───── ЗАПИСИ ─────
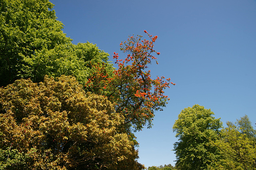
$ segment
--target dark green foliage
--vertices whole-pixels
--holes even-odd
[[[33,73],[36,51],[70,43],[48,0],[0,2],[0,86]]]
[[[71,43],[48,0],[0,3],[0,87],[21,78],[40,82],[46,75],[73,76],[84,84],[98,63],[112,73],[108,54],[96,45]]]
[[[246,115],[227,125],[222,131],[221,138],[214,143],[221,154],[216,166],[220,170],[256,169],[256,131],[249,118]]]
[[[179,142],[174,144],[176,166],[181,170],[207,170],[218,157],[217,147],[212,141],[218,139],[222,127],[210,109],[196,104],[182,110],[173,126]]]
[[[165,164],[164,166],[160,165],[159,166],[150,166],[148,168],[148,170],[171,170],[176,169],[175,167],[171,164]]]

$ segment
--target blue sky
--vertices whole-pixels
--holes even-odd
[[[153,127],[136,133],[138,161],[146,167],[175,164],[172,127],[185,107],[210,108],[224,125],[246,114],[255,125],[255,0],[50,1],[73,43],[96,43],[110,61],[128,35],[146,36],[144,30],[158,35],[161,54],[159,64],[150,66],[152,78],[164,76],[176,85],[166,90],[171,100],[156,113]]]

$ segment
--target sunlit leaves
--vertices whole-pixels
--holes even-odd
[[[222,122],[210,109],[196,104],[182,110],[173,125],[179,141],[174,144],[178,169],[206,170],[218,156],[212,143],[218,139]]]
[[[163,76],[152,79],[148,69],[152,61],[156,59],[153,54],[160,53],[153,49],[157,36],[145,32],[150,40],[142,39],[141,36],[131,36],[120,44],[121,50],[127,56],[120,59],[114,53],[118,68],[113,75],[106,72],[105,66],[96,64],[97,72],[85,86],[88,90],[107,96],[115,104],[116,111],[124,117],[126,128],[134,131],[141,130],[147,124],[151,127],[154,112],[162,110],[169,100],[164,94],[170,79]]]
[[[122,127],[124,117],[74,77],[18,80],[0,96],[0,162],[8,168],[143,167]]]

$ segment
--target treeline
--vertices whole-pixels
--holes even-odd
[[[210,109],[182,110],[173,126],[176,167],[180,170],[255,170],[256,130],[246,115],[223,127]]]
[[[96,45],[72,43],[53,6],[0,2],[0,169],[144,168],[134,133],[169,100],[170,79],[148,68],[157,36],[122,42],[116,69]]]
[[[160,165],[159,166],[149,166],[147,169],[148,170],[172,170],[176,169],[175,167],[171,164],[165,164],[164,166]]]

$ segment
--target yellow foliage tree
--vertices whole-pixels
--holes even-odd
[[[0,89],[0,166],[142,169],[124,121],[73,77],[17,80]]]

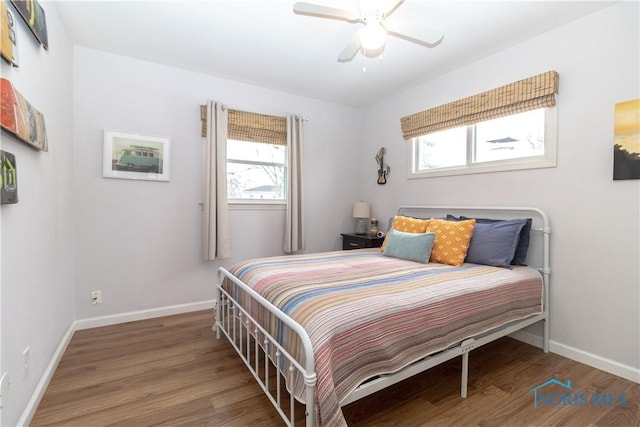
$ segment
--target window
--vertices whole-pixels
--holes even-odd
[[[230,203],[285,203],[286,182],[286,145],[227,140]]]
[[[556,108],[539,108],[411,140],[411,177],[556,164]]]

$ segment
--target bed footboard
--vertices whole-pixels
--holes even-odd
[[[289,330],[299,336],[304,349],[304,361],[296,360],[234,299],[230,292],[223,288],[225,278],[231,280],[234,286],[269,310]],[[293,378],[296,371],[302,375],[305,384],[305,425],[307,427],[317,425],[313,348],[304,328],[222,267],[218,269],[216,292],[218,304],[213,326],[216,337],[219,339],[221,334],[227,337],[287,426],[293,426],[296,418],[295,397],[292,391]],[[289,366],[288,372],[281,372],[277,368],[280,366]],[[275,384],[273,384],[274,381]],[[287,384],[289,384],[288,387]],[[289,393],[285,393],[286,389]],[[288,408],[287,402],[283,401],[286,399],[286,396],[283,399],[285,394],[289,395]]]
─────
───── ЗАПИСИ ─────
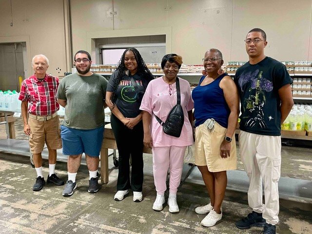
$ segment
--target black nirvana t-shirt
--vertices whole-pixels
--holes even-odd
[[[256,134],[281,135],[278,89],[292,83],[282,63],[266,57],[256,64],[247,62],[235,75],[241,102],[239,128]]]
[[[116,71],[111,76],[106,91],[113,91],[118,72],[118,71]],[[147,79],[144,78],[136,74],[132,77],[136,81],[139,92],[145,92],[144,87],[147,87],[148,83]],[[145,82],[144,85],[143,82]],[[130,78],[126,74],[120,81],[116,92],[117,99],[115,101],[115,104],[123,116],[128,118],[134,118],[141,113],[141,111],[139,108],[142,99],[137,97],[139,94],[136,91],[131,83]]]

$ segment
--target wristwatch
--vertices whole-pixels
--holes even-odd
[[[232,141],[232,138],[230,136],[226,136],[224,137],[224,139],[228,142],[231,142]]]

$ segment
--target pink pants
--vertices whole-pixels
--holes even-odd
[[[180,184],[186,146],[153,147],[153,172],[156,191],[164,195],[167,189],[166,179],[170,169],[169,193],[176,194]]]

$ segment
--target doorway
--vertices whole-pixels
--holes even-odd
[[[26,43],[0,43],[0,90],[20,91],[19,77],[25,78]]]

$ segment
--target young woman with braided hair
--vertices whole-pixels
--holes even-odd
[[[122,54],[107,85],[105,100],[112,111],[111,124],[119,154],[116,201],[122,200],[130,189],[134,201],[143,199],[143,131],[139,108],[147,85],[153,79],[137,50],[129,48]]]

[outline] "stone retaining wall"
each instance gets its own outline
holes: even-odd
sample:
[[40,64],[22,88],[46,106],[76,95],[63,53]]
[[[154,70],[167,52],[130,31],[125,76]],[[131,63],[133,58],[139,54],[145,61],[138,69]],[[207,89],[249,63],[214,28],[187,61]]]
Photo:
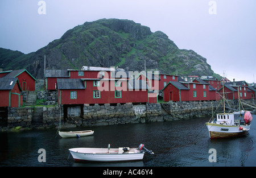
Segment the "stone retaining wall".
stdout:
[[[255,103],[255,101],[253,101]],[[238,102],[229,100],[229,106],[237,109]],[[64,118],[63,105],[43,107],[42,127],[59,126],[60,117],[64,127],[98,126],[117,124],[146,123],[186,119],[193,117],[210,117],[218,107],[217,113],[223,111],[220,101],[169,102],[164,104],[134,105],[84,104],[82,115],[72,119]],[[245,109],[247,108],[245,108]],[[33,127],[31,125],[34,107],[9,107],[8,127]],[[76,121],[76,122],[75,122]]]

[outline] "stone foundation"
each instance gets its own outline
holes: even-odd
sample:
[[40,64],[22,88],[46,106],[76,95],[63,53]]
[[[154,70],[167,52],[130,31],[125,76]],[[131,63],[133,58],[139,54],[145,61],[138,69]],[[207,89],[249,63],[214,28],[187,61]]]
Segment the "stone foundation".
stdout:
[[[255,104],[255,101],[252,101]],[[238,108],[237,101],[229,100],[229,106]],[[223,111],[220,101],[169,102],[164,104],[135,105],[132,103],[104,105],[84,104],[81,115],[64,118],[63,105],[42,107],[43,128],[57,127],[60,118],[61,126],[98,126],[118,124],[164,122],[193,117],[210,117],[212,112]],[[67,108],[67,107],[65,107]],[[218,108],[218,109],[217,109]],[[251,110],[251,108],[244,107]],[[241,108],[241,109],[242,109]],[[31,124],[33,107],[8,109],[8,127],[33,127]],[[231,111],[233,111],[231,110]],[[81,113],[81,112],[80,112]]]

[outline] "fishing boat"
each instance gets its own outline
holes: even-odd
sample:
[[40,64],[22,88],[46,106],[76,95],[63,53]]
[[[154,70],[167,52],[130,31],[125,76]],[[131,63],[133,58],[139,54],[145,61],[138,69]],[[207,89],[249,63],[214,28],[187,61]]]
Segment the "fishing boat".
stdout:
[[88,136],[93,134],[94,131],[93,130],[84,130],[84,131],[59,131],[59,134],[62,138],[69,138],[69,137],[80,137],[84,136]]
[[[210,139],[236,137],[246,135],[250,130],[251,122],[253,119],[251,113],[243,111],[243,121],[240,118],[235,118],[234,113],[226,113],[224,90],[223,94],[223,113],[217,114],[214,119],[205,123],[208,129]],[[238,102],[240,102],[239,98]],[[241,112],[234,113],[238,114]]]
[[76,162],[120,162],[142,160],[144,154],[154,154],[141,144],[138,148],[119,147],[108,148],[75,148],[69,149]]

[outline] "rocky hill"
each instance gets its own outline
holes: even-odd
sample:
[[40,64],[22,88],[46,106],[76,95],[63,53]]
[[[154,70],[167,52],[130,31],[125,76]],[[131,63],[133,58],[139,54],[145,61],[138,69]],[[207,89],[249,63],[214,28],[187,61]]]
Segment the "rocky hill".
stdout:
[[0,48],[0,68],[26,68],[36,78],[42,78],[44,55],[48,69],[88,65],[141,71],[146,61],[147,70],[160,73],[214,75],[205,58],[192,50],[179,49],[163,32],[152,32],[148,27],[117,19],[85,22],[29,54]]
─────
◆ ЗАДАНИЕ ◆
Соберите из записей все строки, содержащие слово «boat». Регистр учитывается.

◆ РЕШЕНИЕ ◆
[outline] "fishing boat"
Segment the "fishing boat".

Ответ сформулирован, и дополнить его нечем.